Musils Roman beginnt in einer paradoxen Form - am Anfang des Romans wird die Unmöglichkeit abgebildet, den Roman zu beginnen, eine eindeutige romanimmanente Wirklichkeit zu entwerfen. Am Anfang des in Endlosigkeit mündenden Romanfragments steht seine Anfangslosigkeit. Bedingt wird die Anfangslosigkeit durch das Einströmen scheinbar unendlicher Komplexität.
Ein ironischer, pseudo-metereologischer Diskurs zu Beginn des ersten Kapitels versucht in kosmologischer Dimension zu erschließen, was in der traditionellen Erzählweise mit „Es war ein schöner Augusttag des Jahres 1913“ immerhin „recht gut bezeichnet“(9) wird. Diese einleitende Passage ist eine wechselseitige Bespiegelung sowohl eines wissenschaftlichen, als auch eines literarischen Diskurses. Zum einen zeigt sie, daß die unproblematische „etwas altmodische“ Erzählweise immer eine bewußte Ausschaltung von Umständen bedeutet, die bei der Darstellung von Wirklichkeit aber - besonders unter Berücksichtigung des der modernen Gesellschaft zur Verfügung stehenden Wissens - nicht fehlen dürften. In dieser Perspektive ist ein „schöner Tag“ nicht nur in einer vagen, auf die Empfindung und das Alltagsverständnis des Lesers anspielenden Phrase abzubilden, sondern in einer zusammengesetzten Form aus wissenschaftlichen Erkenntnissen über die Faktoren, die einen schönen Tag erst zu einem schönen Tag machen. Der wissenschaftliche Diskurs wird, so scheint es zunächst, in seiner auf Erklärung der Erscheinungen abzielenden Funktion der Komplexität der Realität eher gerecht als das naive Erzählen.

--- ENTNOMMENE EINTRÄGE ---
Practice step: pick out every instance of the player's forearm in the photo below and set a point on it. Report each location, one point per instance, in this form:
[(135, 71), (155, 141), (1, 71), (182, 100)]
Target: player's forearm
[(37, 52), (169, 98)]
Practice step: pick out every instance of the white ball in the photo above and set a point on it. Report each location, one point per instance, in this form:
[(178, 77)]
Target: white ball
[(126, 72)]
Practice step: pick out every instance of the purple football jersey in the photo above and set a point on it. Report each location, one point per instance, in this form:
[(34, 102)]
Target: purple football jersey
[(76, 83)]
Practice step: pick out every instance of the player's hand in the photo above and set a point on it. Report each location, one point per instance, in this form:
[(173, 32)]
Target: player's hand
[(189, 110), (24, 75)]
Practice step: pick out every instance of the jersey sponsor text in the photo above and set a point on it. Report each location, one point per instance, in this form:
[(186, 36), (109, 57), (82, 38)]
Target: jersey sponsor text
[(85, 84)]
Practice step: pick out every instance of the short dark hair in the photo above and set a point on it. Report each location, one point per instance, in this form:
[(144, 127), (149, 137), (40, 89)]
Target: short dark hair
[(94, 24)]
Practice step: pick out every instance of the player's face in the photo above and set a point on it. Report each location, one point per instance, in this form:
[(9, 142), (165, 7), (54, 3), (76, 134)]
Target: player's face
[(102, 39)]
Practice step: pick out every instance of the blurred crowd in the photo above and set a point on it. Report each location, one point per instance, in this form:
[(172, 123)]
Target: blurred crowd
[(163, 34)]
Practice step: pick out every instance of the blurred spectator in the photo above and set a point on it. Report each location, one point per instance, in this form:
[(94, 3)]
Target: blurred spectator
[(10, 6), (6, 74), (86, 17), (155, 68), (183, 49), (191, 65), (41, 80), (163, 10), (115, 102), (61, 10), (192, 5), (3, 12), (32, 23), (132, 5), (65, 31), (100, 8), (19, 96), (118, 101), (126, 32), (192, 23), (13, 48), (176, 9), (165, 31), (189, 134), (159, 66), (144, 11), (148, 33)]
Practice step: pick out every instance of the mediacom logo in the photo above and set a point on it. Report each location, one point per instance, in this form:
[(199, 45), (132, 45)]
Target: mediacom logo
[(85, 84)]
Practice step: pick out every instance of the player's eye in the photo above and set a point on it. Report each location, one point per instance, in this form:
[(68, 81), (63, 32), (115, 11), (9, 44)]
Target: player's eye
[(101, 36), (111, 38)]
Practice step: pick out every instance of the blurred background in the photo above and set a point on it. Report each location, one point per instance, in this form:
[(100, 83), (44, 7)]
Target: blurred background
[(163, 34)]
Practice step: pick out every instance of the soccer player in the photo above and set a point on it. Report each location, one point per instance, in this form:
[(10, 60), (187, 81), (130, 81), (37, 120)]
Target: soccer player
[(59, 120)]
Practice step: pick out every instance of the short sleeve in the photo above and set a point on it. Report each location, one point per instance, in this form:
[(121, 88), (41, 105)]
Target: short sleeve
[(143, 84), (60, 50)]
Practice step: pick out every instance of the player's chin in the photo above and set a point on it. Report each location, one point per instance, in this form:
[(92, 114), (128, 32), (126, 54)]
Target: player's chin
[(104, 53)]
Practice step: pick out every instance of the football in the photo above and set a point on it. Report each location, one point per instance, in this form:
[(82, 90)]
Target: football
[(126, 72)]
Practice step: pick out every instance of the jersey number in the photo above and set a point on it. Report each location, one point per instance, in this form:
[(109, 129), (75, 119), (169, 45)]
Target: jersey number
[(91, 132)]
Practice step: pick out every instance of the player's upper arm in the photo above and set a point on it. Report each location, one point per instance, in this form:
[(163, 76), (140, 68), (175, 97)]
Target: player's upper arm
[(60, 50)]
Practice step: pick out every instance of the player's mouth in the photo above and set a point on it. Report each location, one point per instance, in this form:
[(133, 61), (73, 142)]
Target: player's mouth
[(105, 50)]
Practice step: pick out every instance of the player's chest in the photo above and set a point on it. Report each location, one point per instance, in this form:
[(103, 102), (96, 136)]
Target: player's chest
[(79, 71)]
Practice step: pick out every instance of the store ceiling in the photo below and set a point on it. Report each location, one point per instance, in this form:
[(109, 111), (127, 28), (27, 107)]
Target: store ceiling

--- DEINE AUFGABEN ---
a - Erklär in ein bis drei Sätzen, wodurch laut dem Auszug über Musils Roman die Anfangslosigkeit am Anfang des Romans bedingt ist.
b - Schreib aus dem Auszug über Musils Roman genau den Teil ab, der mit den Worten „Musils Roman beginnt“ anfängt und mit „scheinbar unendlicher Komplexität.“ aufhört.
c - Nimm den Faden des Auszugs über Musils Roman auf und schreib ihn nach seinem letzten Satz weiter.
Die Einträge kommen aus einer anderen Quelle.

--- DIE ANTWORTEN ---
a - Die Anfangslosigkeit wird durch das Einströmen scheinbar unendlicher Komplexität bedingt. Deshalb bildet der Anfang des Romans die Unmöglichkeit ab, den Roman zu beginnen und eine eindeutige romanimmanente Wirklichkeit zu entwerfen.

b -
Musils Roman beginnt in einer paradoxen Form - am Anfang des Romans wird die Unmöglichkeit abgebildet, den Roman zu beginnen, eine eindeutige romanimmanente Wirklichkeit zu entwerfen. Am Anfang des in Endlosigkeit mündenden Romanfragments steht seine Anfangslosigkeit. Bedingt wird die Anfangslosigkeit durch das Einströmen scheinbar unendlicher Komplexität.

c -
Zum anderen wird aber dieser Anspruch des wissenschaftlichen Diskurses gerade in der Konfrontation mit dem einfachen, konventionellen Satzmuster relativiert. Der Erzähler subjektiviert die physikalischen Wetterbestimmungen und behandelt sie wie Akteure - „ein barometrisches Minimum (...) wanderte ostwärts (...) und verriet noch nicht die Neigung, (einem Maximum) auszuweichen.“ (9) Der wissenschaftliche Diskurs wird so ironisch gebrochen und erscheint bei genauem Lesen als bloßes Ausfüllen der gewöhnlichen Erzählform mit ungewöhnlichem Inhalt. Der Versuch, die Geschehnisse des Romans vor dem Hintergrund kosmologischer Faktoren - „Auf - und Untergang der Sonne, des Mondes, der Lichtwechsel des Mondes, der Venus, des Saturns und viele andere bedeutsame Erscheinungen“(9) - in eine erzählerische Ordnung zu bringen, offenbart in der Form der Selbstironie seine Vergeblichkeit. Die Einbeziehung kosmologischen Wissens kann nur zur grenzenlosen und daher unbestimmten Reflexion über die äußeren Umstände einer Romanhandlung führen. Die Komplexität, die der wissenschaftliche Diskurs zur Anschauung bringen möchte, entgleitet ihm. Einigen konkreten Angaben über die Gestirne des Alls folgt der Ausblick auf „viele andere bedeutsame Erscheinungen“, die von der Darstellung nicht mehr eingeholt werden können. „Es war ein schöner Augusttag des Jahres 1913“ ist in dieser Hinsicht nicht eine Schrumpfform des Erzählens, sondern in ihrer Beschränktheit und Selektivität die Bedingung der Möglichkeit eines Anfangs.
Für den MoE ergibt sich aus der Konfrontation dieser Diskurse keine für die Fiktion verbindliche Realität; zwischen „Isothermen und Isotheren“(9) und dem schönen Augusttag wird einzig die formale Problematik literarischer Wirklichkeitskonstruktion sichtbar.
Musil hat mit seinem Romananfang in der Form ironischer literarischer Selbstreflexion dabei genau jenen Mechanismus problematisiert, der in Luhmanns Theorie sozialer Systeme eine zentrale Stellung einnimmt - die Reduktion von Komplexität durch Selektion. Der Vorgang des Erzählens bedeutet immer eine Auswahl aus dem zu Erzählenden, eine Reduktion des Geschehens, um einen eigenen Zusammenhang des Textes zu etablieren[6].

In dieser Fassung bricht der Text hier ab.